GOAL OF THE EXERCISE :: Copy every record that follows, word for word.

MATERIAL TO PROCESS ::
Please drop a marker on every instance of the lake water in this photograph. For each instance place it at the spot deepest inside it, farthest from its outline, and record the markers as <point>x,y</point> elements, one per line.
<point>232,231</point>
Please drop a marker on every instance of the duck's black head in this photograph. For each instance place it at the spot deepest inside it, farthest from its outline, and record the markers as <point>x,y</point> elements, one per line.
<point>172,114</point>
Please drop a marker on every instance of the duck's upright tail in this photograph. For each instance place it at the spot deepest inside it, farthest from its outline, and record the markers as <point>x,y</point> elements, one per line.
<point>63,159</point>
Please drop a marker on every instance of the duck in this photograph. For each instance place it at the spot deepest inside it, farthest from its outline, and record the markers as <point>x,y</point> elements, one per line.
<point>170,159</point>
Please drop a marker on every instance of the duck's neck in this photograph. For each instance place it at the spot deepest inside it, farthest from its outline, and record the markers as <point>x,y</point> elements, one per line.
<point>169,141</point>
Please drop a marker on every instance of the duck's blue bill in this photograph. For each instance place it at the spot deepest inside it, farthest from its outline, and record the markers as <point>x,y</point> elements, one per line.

PROBLEM SOLUTION ::
Please drop a marker on every instance of the lake water in this photograph. For each instance place it at the spot deepest inside it, farthest from its outline, and record the markers as <point>x,y</point> elements, one per line.
<point>232,231</point>
Please drop a marker on every instance of the duck's black head in this photograph. For each instance place it at the spot deepest inside it, farthest from its outline, and record the markers as <point>x,y</point> elements, one per line.
<point>172,114</point>
Please drop a marker on every instance of the duck's upright tail in this photograph. For each instance place it at the spot deepest inside it, farthest from its outline, and record the markers as <point>x,y</point> elements, one per line.
<point>63,159</point>
Please drop a marker on every instance of the duck in this photograph. For each instance place it at the spot deepest inside it, farthest from its outline, and record the markers as <point>x,y</point> elements, one per line.
<point>170,159</point>
Please drop a marker on every instance of the duck's neck in this photograph. For each instance place it at the spot deepest inside it, farthest from its outline, and record the markers as <point>x,y</point> elements, one per line.
<point>169,141</point>
Please drop a marker on every instance of the duck's blue bill in this photograph. For each instance place it at the spot deepest inside it, farthest from its outline, and record the markers as <point>x,y</point> elements, one per line.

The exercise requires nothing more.